Отрывок:

Вот тут-то, в поезде, после того как я сделал на заброшенном полустанке свою первую счастливую запись, и состоялось то самое мое решение, о чем я никому потом никогда не сказал, и теперь мне в нем труднее признаться, чем в своих пороках. Из-за того приходится это сделать, что оно хорошо у меня получилось и будет совсем замечательно, если послужит кому-нибудь добрым примером.
Мне приходится для такого признания зайти с далекой стороны, начать с того, как устраивается в жизни большинство молодых людей.
Два поступка у каждого ложатся светом и тьмой на всю жизнь: один из этих поступков есть выбор любимого дела, может быть, и призвания. Другой поступок относится к выбору подруги жизни. Вот я теперь и должен признаться, как я осекся больно на том и другом и как потом выправился: как избавился от влияния неудач.
Сейчас видишь — почти каждый день у тебя на глазах молодые люди сходятся и расходятся. И кажется все это так «естественно». Но почему же самому-то было так трудно? Почему эта неудача легла на всю жизнь? Скорей всего оно так бывает у многих, но только со стороны мало видно. Вопрос же о любимом деле и о жизненной подруге — это как две точки, и жизненные опилки, как на магните, располагаются — вокруг этих двух полюсов.

[Фрагменты набора данных с указанием на объекты]
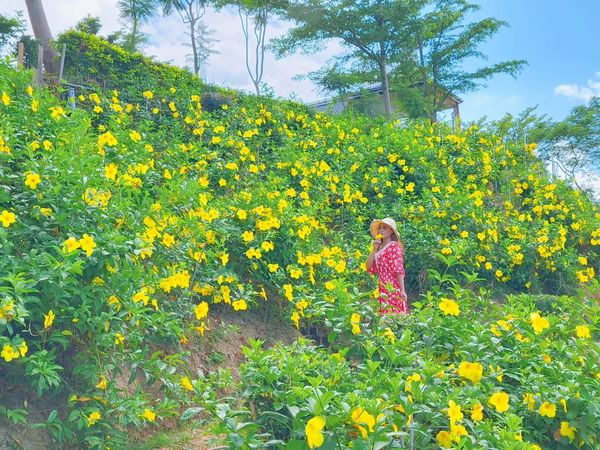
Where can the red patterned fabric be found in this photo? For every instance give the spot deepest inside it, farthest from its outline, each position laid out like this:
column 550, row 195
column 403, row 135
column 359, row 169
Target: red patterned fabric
column 389, row 262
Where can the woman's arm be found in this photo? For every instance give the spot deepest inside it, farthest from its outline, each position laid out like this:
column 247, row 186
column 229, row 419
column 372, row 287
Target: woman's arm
column 371, row 258
column 402, row 292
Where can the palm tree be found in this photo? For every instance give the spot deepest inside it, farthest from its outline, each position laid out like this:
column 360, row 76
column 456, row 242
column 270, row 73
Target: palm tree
column 41, row 31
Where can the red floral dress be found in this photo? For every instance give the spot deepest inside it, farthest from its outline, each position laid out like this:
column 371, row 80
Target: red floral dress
column 389, row 262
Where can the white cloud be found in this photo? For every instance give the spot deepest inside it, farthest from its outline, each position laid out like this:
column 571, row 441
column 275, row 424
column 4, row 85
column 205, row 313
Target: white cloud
column 585, row 93
column 167, row 36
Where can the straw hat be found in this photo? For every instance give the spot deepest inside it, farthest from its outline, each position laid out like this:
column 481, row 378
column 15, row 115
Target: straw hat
column 388, row 221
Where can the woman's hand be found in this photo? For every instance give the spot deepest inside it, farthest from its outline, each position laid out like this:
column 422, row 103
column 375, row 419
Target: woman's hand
column 376, row 245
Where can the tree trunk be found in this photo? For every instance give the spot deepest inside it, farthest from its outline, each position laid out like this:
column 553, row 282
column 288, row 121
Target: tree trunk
column 385, row 87
column 424, row 81
column 41, row 32
column 193, row 20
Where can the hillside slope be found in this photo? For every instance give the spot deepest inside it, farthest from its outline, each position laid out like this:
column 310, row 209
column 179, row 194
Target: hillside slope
column 127, row 226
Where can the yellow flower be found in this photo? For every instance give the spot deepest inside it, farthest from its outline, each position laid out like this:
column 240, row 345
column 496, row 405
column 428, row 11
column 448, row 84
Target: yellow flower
column 288, row 292
column 314, row 431
column 48, row 319
column 547, row 409
column 362, row 417
column 240, row 305
column 457, row 431
column 9, row 353
column 583, row 332
column 449, row 307
column 454, row 412
column 529, row 399
column 7, row 218
column 135, row 136
column 471, row 371
column 563, row 403
column 187, row 384
column 567, row 430
column 355, row 321
column 224, row 258
column 57, row 112
column 119, row 339
column 388, row 333
column 149, row 415
column 102, row 383
column 23, row 349
column 477, row 412
column 70, row 245
column 500, row 401
column 201, row 310
column 168, row 240
column 110, row 171
column 93, row 418
column 87, row 244
column 32, row 180
column 444, row 439
column 539, row 323
column 5, row 99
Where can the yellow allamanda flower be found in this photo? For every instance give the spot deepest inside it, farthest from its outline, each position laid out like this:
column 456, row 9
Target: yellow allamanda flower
column 538, row 322
column 454, row 412
column 87, row 244
column 567, row 430
column 477, row 412
column 361, row 417
column 187, row 384
column 547, row 409
column 93, row 418
column 471, row 371
column 444, row 439
column 48, row 319
column 314, row 431
column 149, row 415
column 7, row 218
column 111, row 170
column 499, row 400
column 583, row 332
column 449, row 307
column 355, row 322
column 6, row 99
column 239, row 305
column 9, row 353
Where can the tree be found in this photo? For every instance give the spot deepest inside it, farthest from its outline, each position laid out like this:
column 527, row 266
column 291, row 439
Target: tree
column 444, row 40
column 254, row 17
column 376, row 33
column 191, row 13
column 203, row 45
column 41, row 31
column 89, row 25
column 573, row 143
column 137, row 13
column 11, row 28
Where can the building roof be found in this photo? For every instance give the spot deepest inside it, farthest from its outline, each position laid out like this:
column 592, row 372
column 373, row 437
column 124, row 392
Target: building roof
column 373, row 89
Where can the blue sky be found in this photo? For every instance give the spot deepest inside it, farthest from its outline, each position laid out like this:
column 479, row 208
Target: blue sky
column 561, row 41
column 559, row 38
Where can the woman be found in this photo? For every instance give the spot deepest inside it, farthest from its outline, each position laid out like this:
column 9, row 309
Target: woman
column 387, row 261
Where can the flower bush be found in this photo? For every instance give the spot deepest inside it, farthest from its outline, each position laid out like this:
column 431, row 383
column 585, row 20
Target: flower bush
column 434, row 380
column 128, row 223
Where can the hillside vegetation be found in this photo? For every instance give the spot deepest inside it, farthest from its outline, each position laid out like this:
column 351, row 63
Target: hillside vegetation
column 130, row 222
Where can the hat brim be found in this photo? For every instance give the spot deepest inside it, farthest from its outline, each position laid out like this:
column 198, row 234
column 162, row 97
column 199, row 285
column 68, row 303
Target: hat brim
column 375, row 224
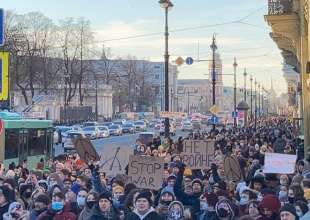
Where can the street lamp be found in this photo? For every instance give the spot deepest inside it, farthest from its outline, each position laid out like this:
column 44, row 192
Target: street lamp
column 251, row 100
column 235, row 92
column 259, row 100
column 245, row 75
column 167, row 5
column 255, row 104
column 214, row 48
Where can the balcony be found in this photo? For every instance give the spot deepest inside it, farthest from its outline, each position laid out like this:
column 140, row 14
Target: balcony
column 280, row 7
column 284, row 21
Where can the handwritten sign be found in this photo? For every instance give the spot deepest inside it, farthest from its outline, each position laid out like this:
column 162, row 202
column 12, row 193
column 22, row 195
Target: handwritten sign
column 146, row 172
column 279, row 163
column 85, row 149
column 114, row 160
column 198, row 154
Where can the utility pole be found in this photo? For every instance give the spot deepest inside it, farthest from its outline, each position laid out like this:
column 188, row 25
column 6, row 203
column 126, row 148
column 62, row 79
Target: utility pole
column 255, row 104
column 262, row 100
column 96, row 110
column 188, row 102
column 235, row 92
column 259, row 100
column 214, row 48
column 245, row 75
column 251, row 100
column 167, row 5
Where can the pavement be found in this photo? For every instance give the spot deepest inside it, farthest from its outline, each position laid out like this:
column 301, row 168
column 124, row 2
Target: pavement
column 120, row 141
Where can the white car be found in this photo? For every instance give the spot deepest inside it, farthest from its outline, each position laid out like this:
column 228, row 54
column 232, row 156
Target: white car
column 173, row 129
column 187, row 126
column 140, row 125
column 104, row 131
column 69, row 140
column 115, row 130
column 92, row 132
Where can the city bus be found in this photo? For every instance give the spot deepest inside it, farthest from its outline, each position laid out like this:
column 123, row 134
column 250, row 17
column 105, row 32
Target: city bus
column 29, row 139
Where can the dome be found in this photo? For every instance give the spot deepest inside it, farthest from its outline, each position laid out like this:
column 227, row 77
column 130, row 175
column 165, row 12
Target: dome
column 243, row 106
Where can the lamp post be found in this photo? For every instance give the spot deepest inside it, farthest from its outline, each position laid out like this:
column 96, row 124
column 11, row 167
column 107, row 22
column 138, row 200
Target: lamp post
column 245, row 75
column 251, row 100
column 235, row 92
column 259, row 100
column 167, row 5
column 255, row 104
column 214, row 48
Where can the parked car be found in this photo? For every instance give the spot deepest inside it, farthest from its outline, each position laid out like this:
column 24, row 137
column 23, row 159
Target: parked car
column 104, row 131
column 69, row 140
column 107, row 124
column 187, row 126
column 129, row 128
column 115, row 130
column 146, row 138
column 140, row 125
column 90, row 123
column 92, row 132
column 173, row 129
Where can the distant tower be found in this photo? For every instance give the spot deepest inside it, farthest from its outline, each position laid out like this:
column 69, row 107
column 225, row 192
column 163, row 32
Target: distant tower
column 219, row 79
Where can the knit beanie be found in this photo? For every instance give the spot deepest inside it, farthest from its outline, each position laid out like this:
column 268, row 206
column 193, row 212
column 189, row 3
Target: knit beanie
column 271, row 202
column 106, row 195
column 145, row 195
column 291, row 209
column 169, row 190
column 45, row 199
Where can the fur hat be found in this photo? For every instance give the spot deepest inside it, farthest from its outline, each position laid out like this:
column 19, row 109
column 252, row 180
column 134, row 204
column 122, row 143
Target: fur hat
column 289, row 208
column 145, row 195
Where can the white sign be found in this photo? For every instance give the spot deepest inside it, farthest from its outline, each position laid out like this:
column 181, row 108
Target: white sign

Список заданий:
1. Ответьте на вопросы по отрывку о выборе любимого дела и подруги жизни.
(a) Где и после чего было принято решение, о котором идет речь в первом абзаце?
(b) Какие два поступка, согласно отрывку, ложатся светом и тьмой на всю жизнь?
(c) Вокруг чего, по последнему абзацу, располагаются жизненные опилки?
2. Допишите продолжение отрывка о выборе любимого дела и подруги жизни, начиная сразу после его последнего предложения.

Ответы к заданиям:
1.
(a) Решение было принято в поезде, после первой счастливой записи на заброшенном полустанке.
(b) Это выбор любимого дела, может быть и призвания, и выбор подруги жизни.
(c) Они располагаются, как на магните, вокруг двух полюсов: вопроса о любимом деле и вопроса о жизненной подруге.

2.
Так вот и вышло, что там и тут я до конца на всю жизнь осекся, дело меня обмануло, я его совсем не любил и оттого неумело работал. Незаменимая моя подруга растаяла, как Снегурочка.
Я раздумывал тогда, в поезде: если я в несколько часов исписал столько бумаги и был в этом счастлив, то почему бы такое занятие не обернуть в настоящее дело, не заниматься им радостно и легко? Дальше я думал так: я, конечно, сам виноват, что упустил свою невесту, и теперь вижу даже все свои ошибки; не будь их, она бы со мною осталась. Почему бы теперь в отношении этого чудесного чувства, связанного с писанием, не поступить, как с желанной невестой: не сделать в отношении нее ни одной ошибки?
Я видел ошибку свою в отвлеченности своего чувства. Вот почему в новом своем чувстве я хотел определиться родственным точным вниманием к любимому предмету. И еще другую ошибку свою я видел, самую главную, в том, что под предлогом возлюбленной думал только о себе и поднятую бурю в стакане эгоистической души принимал за мировое событие...
В новой радости своей я прежде всего почувствовал выход в безграничную ширь и готовность служить целиком, ничего не пропуская, до последнего своего издыхания, не обойдя вниманием ни одного друга своего и даже ни одной травинки, ни одного колоска, ни пташки певчей, ни зверюшки.
Весь мир моей родины в безграничном, неведомом мне пространстве заиграл во мне, зазвенел, зацветился, засиял.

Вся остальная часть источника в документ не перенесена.